AIM OF THE TASK:
Below is a set of entries. Reproduce exactly the lines from the one containing "Phrase: concrete wall" through the end, both included.

[Pointing records]
--- --- ---

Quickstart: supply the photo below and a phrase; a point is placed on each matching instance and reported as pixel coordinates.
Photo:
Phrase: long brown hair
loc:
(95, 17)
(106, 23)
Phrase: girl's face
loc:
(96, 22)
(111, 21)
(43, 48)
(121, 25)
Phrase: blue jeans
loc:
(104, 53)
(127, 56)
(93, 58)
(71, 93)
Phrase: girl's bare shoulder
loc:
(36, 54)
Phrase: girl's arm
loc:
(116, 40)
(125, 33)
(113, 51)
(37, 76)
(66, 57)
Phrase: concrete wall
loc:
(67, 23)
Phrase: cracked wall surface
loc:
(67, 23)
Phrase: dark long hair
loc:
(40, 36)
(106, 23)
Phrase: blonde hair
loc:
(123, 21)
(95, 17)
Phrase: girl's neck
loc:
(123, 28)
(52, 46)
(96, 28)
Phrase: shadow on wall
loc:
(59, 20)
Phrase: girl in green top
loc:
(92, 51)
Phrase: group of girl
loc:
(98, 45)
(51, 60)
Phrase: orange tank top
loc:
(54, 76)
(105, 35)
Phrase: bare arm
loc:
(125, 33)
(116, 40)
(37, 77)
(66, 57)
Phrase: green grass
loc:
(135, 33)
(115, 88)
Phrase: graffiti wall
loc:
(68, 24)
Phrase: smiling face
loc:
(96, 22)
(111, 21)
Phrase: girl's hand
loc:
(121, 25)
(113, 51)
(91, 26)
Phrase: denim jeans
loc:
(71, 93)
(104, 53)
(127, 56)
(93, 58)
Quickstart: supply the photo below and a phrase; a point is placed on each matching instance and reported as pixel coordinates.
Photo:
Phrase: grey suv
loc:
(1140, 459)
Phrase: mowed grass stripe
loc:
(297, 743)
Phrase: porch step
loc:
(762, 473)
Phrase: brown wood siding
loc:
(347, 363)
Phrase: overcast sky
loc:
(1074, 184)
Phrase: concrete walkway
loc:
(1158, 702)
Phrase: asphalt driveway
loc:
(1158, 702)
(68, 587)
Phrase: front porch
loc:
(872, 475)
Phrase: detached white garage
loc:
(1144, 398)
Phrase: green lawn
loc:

--- --- ---

ANSWER TO THIS TASK:
Phrase: concrete wall
loc:
(67, 23)
Phrase: cracked wall surface
loc:
(67, 23)
Phrase: dark long hair
loc:
(40, 36)
(106, 23)
Phrase: blonde hair
loc:
(123, 21)
(95, 17)
Phrase: girl's neck
loc:
(123, 28)
(52, 46)
(96, 28)
Phrase: shadow on wall
loc:
(59, 20)
Phrase: girl in green top
loc:
(92, 51)
Phrase: group of girl
loc:
(98, 45)
(51, 60)
Phrase: orange tank top
loc:
(54, 76)
(105, 35)
Phrase: bare arm
loc:
(125, 33)
(116, 40)
(37, 77)
(66, 57)
Phrase: green grass
loc:
(135, 33)
(115, 88)
Phrase: graffiti wall
loc:
(68, 24)
Phrase: smiling face
loc:
(96, 22)
(111, 21)
Phrase: girl's hand
loc:
(121, 25)
(113, 51)
(91, 26)
Phrase: denim jeans
loc:
(71, 93)
(104, 53)
(127, 56)
(93, 58)
Quickstart: supply the photo below and a phrase; a point is placed on each matching instance and reported as pixel coordinates.
Photo:
Phrase: grey suv
loc:
(1140, 459)
Phrase: mowed grass stripe
loc:
(297, 743)
Phrase: porch step
loc:
(762, 473)
Phrase: brown wood siding
loc:
(347, 363)
Phrase: overcast sky
loc:
(1074, 184)
Phrase: concrete walkway
loc:
(1158, 702)
Phrase: asphalt driveway
loc:
(1158, 702)
(68, 587)
Phrase: front porch
loc:
(872, 475)
Phrase: detached white garage
loc:
(1144, 398)
Phrase: green lawn
loc:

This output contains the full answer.